--- WHAT YOU WILL DO ---
Copy the part that opens with the line containing "As a courtesy, could you identify the person wearing" and closes with the line containing "8 25 586 436", switching "white smoke" to "gray smoke" and keeping everything else the same.

--- Source data ---
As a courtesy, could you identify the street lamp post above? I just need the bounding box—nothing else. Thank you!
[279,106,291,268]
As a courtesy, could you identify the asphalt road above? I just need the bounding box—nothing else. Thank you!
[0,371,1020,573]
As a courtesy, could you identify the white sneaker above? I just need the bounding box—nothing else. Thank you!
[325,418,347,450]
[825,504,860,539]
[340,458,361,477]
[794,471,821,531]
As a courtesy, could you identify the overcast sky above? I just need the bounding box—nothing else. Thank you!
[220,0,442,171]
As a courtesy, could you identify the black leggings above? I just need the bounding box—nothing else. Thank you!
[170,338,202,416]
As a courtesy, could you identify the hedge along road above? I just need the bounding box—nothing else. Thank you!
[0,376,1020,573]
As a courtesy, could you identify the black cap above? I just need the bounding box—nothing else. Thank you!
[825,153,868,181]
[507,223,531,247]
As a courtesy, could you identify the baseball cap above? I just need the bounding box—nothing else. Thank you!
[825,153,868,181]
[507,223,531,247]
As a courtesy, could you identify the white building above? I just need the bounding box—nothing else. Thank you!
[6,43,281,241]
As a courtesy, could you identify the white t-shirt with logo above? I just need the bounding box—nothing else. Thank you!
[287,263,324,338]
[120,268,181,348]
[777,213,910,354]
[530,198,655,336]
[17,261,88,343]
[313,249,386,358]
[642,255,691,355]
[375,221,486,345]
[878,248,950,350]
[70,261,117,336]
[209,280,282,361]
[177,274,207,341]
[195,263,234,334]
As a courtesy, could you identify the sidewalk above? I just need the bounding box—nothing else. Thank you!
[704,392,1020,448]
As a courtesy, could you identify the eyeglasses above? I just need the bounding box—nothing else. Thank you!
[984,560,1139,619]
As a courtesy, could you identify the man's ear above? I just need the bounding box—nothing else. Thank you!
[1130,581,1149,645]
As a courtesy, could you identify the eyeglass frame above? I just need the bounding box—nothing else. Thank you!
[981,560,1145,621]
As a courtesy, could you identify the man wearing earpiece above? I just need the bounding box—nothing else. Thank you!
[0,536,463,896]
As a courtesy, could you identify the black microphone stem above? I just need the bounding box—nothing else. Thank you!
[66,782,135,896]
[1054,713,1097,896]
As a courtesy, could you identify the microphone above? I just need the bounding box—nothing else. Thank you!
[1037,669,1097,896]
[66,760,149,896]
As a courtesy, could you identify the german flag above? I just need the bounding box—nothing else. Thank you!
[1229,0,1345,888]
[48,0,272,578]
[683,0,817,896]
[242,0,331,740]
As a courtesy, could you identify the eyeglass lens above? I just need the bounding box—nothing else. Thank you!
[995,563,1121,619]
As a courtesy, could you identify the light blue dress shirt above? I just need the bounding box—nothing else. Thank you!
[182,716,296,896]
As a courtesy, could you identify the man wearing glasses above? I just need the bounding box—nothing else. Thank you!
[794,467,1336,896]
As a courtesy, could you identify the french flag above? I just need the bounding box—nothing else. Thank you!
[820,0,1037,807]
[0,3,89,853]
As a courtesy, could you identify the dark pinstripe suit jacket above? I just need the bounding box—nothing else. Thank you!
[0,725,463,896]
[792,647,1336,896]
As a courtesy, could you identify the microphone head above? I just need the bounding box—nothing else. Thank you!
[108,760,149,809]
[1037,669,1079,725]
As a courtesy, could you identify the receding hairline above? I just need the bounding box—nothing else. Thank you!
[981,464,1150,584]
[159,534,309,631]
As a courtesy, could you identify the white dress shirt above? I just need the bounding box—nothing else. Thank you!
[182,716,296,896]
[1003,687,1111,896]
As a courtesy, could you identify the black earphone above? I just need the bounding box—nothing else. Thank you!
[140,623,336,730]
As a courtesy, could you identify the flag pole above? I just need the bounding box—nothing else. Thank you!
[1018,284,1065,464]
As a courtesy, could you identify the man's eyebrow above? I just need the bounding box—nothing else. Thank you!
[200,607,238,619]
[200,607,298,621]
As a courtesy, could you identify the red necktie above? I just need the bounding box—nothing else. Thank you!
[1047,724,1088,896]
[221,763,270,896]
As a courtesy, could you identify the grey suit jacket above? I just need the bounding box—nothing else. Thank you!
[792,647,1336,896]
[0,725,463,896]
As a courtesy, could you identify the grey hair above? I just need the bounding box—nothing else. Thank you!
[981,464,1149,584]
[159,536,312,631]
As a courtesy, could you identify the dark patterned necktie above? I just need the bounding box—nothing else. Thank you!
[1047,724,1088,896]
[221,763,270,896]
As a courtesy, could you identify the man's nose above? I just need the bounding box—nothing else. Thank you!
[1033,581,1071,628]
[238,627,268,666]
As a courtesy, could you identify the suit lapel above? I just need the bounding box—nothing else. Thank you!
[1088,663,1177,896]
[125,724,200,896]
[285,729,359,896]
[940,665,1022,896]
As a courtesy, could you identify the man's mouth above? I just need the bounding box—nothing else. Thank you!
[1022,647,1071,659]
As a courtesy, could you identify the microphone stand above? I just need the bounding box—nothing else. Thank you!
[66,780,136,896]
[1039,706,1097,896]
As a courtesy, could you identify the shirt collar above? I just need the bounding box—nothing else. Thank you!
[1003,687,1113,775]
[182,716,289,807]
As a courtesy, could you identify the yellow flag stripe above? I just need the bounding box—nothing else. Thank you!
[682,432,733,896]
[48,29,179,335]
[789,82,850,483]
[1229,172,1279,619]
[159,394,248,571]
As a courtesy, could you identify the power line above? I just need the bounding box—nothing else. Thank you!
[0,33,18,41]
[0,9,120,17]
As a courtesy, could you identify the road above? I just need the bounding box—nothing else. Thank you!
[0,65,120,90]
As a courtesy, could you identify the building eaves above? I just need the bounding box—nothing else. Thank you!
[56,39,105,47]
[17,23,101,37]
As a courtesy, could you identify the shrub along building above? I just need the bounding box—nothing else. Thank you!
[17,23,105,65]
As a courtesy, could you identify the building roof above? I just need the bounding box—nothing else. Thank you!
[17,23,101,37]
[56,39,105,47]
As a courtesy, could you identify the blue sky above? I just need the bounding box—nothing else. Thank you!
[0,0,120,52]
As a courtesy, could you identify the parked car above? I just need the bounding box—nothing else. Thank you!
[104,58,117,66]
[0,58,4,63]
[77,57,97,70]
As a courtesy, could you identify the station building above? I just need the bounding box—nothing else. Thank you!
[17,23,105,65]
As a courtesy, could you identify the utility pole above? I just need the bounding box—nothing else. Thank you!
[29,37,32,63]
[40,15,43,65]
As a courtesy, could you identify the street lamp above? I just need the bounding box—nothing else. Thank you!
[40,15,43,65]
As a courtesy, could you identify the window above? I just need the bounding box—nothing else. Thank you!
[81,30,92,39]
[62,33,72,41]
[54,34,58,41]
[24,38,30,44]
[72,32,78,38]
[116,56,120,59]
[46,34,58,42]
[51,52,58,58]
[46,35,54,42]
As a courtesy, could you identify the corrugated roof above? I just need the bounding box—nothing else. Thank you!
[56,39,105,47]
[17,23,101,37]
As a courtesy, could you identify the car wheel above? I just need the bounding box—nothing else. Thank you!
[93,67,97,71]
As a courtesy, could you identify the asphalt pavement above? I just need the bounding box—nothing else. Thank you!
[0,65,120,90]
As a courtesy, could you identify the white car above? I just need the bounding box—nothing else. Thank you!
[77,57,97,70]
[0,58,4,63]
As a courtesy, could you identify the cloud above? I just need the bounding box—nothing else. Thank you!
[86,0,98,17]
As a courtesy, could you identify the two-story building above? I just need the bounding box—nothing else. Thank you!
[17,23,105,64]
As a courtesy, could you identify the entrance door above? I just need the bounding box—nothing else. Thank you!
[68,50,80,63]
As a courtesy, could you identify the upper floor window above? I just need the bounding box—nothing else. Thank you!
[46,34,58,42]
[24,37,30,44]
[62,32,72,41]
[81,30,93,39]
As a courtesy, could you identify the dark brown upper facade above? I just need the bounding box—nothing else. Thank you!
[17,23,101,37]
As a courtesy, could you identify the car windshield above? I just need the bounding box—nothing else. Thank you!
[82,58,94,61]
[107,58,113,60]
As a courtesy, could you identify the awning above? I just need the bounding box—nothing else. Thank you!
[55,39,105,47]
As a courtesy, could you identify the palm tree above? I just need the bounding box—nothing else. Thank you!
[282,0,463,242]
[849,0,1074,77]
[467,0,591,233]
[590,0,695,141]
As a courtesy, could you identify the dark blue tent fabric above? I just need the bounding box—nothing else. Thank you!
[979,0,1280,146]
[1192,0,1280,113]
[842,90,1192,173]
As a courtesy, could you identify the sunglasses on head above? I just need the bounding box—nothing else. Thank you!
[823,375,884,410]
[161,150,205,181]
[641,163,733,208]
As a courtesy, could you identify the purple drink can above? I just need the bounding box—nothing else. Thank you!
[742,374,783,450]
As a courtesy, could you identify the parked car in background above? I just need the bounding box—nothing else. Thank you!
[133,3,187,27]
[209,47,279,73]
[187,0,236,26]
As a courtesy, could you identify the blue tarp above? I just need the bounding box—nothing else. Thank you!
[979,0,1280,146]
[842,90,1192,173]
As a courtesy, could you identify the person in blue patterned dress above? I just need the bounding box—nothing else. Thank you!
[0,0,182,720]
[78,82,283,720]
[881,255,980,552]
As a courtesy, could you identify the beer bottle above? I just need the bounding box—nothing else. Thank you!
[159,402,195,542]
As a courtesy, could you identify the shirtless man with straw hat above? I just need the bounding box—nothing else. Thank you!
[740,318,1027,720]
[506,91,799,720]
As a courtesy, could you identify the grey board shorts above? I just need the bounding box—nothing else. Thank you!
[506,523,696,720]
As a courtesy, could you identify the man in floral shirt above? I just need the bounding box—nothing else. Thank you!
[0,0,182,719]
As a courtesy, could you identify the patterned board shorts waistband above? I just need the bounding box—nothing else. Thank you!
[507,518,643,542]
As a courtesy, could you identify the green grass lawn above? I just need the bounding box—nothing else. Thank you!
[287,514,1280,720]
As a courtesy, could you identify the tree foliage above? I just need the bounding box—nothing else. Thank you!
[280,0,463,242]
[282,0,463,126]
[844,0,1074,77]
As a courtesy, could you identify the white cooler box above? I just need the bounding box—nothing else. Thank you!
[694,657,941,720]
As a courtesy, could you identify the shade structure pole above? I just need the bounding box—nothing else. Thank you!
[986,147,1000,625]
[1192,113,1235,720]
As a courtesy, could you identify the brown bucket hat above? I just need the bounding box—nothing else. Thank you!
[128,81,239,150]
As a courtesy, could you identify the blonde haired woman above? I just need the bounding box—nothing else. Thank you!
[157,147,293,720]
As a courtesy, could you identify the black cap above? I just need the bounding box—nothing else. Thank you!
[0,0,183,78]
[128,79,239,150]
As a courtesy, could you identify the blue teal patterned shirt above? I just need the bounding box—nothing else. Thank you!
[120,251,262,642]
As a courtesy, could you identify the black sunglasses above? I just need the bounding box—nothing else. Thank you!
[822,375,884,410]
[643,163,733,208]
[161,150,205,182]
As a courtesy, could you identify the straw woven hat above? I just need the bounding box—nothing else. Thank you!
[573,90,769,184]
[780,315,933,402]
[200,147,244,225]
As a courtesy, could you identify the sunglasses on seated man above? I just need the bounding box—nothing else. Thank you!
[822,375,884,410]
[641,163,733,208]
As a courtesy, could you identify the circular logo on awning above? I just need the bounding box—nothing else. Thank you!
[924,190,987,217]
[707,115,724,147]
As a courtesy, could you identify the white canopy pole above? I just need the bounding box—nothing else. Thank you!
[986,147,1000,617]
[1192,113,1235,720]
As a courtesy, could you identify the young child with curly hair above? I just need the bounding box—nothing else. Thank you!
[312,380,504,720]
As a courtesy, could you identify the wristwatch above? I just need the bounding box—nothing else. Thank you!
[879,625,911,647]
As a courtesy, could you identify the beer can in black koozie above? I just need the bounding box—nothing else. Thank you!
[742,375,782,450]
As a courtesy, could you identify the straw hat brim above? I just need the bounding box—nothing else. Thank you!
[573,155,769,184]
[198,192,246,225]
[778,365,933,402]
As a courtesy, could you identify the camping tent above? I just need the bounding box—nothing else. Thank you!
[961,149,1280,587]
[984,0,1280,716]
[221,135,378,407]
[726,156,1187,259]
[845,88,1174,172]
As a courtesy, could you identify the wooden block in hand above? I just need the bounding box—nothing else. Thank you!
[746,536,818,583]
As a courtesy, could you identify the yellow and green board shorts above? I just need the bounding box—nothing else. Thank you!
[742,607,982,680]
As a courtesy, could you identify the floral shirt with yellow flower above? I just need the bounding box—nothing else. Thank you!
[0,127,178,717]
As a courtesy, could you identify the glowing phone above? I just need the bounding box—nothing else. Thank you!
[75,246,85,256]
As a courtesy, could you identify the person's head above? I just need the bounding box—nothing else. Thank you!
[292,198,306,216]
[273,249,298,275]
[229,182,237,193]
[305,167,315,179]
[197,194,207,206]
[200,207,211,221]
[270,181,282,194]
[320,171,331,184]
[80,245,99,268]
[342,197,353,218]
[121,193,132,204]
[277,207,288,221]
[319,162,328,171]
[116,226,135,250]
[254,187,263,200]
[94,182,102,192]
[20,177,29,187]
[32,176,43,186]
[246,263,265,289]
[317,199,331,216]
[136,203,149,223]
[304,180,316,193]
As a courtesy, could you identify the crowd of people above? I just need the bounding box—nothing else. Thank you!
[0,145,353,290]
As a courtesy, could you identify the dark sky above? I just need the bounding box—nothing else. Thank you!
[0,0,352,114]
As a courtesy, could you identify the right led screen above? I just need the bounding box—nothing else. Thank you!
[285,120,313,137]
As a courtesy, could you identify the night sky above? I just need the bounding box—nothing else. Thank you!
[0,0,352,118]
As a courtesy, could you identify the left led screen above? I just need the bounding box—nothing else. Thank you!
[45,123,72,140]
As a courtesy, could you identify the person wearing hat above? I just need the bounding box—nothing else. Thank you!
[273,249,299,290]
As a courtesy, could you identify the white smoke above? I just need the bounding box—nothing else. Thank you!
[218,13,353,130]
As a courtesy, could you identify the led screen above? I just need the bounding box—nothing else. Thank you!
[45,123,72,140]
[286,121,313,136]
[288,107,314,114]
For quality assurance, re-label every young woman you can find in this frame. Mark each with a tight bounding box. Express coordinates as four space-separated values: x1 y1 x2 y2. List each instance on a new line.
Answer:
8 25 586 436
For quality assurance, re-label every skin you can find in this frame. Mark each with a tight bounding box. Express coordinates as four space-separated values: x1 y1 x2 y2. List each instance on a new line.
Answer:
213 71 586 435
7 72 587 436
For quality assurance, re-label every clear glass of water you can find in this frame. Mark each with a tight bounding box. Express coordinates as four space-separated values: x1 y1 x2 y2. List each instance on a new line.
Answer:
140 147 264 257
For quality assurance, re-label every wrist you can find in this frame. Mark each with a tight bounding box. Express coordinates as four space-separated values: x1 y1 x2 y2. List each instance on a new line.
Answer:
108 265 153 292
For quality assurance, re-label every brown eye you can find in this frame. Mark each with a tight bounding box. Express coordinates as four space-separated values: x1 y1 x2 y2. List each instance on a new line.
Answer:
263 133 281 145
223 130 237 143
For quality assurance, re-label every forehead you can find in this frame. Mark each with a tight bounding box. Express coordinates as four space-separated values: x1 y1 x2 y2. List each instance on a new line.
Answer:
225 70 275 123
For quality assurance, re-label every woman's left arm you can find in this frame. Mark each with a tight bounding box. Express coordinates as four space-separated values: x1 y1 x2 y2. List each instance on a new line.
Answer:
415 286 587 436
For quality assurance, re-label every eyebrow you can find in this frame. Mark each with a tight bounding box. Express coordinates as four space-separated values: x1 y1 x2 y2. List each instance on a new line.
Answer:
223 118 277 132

--- EXERCISE RESPONSE ---
As a courtesy, could you identify the person wearing hat above? I just need the bounding box—nothing else. Thank you!
[273,249,299,290]
As a courtesy, could you identify the gray smoke above? I just need the bounding box—nothing else. Thank you!
[218,13,353,130]
As a courtesy, could you identify the led screen above? I just need the bounding box—nothing else. Thank you!
[45,123,72,140]
[286,121,313,136]
[288,107,314,114]
For quality assurance, re-label every young woman you can find in this frame. Mark each with a tight bounding box. Express coordinates as four space-separated values: x1 y1 x2 y2. List each instance on a new line.
Answer:
8 25 586 436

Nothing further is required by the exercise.